**READING PASSAGE**.
= Beginning of Section =

Here we examine all the symbols presented by the Standard Dualistic Model, and come to see that they don’t do a very good job of representing reality. Our usual breakdown of the world falls apart, and we may feel ‘enlightened’, since we begin to see the world as a single ‘oneness’. We might also struggle, at this point, to create new models of reality that correspond to the observations we’ve made.
If we’ve really examined things carefully, we’ll be unable to experience stress, frustration, or conflict, and will be infused with a blissful sense of our integral unity with all creation.
Everything we took seriously before – money, identity, career – these are seen to be nothing more than manifestations of a particular insanity – an insanity that seems ‘normal’ because it’s sanctioned by our culture as a whole.
We come to understand how the whole mess began.
When we say something like ‘I like chocolate’, it will mean something like ‘The non-being that others call ‘me’ actually has no preference between apparent chocolate and apparent gravel.’
This is an easy place to get stuck. We can feel like we’ll never re-integrate or be able to understand ‘regular people’ again. This is also an easy place to delude ourselves into thinking we’re ‘enlightened’ or awakened. If we’re having trouble understanding why people continue to live the way they do, it’s a good sign that we’re fooling ourselves in some way. There is a vast difference between ‘knowing the principles’ of the non-dualistic viewpoint, and actually experiencing them.

= End of Section =

**WHAT NEEDS TO BE DONE**.
Continue the passage on the Standard Dualistic Model from its last sentence, in the same voice.

**EXTRACTED INFORMATION**.
= Beginning of Section =

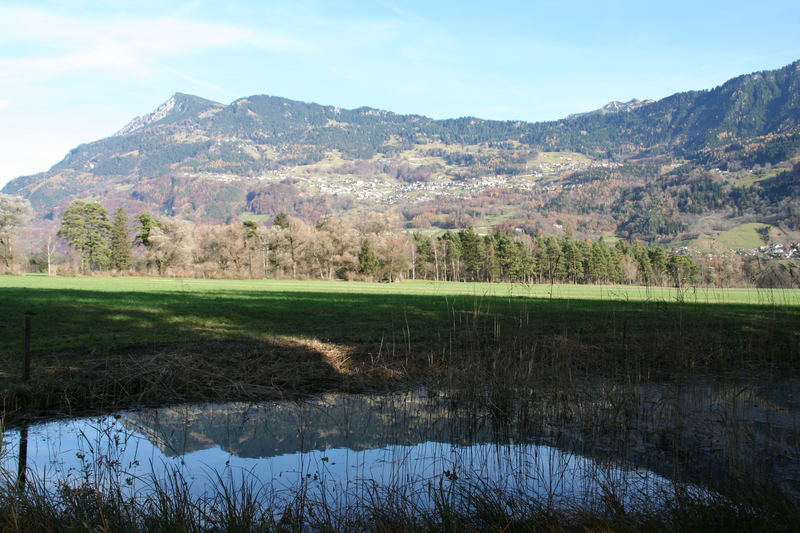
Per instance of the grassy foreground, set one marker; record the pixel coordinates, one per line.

= End of Section =
= Beginning of Section =

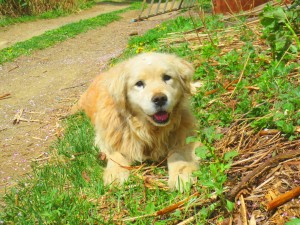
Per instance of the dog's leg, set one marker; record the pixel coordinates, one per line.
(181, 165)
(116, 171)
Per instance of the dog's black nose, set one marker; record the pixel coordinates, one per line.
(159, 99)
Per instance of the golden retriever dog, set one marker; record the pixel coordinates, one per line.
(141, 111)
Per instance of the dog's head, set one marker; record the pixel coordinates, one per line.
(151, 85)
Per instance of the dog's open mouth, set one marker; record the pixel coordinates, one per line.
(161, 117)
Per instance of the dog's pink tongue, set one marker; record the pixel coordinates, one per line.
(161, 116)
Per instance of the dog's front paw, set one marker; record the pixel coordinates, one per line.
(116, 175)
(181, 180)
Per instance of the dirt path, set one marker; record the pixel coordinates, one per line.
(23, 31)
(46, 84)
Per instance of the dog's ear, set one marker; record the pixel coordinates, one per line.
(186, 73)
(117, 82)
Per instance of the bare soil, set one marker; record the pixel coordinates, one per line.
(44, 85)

= End of Section =

**TASK RESPONSE**.
If you can conceive of an opposite to what you’re feeling, you’re not experiencing non-dualism. You can also check out the Pitfalls page to learn about more signs that you’re still operating under a dualistic mindset.
The Third Mountain
Here we take the wisdom gained in the Second Mountain, combine it with compassion (by remembering what life was like in the First Mountain), and come to find that we’re free to play with all the symbols we took so seriously before. Things like money, identity, career . . . these just become part of the playfulness of living in the world as it actually is. When we say ‘I like chocolate’, it will mean something like ‘The ‘me’ I’m playing at really enjoys chocolate, but with my perfect state of true enlightenment, really nothing will do but Amedei.’
From this perspective we not only can enjoy any situation in life, from winning the lottery to dying of cancer, but we gain an eerie ability to manifest whatever we dream of. See How the World Really Works to understand a little about the ‘why’ of this situation.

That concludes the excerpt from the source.